* _Your task_: Pick out every line of the records below that contains the word "dark", and copy each one.

* _Record extracts_:
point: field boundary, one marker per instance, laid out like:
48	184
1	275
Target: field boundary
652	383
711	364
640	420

* * *

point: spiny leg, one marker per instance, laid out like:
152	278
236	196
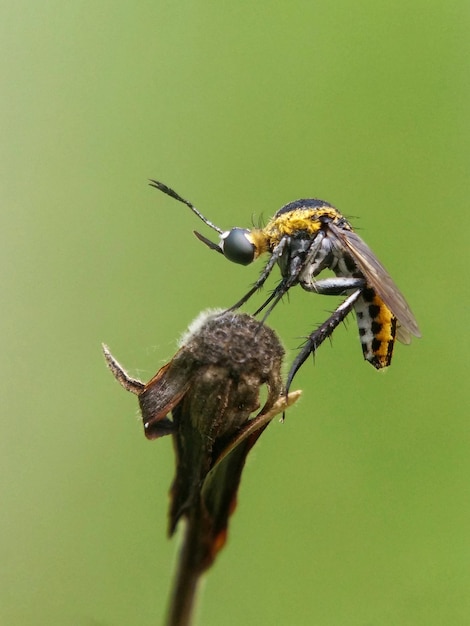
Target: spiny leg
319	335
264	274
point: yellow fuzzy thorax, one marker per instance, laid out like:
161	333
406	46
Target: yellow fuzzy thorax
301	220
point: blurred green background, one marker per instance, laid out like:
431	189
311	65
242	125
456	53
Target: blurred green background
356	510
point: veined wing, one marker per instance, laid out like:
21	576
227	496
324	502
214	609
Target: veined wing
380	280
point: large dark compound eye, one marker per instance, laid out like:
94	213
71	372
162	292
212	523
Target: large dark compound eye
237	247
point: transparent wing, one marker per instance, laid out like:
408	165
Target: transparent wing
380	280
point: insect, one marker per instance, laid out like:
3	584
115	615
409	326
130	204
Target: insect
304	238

* _Response_:
point: large dark compound eye, one marker per instance, laid out like:
Target: large dark compound eye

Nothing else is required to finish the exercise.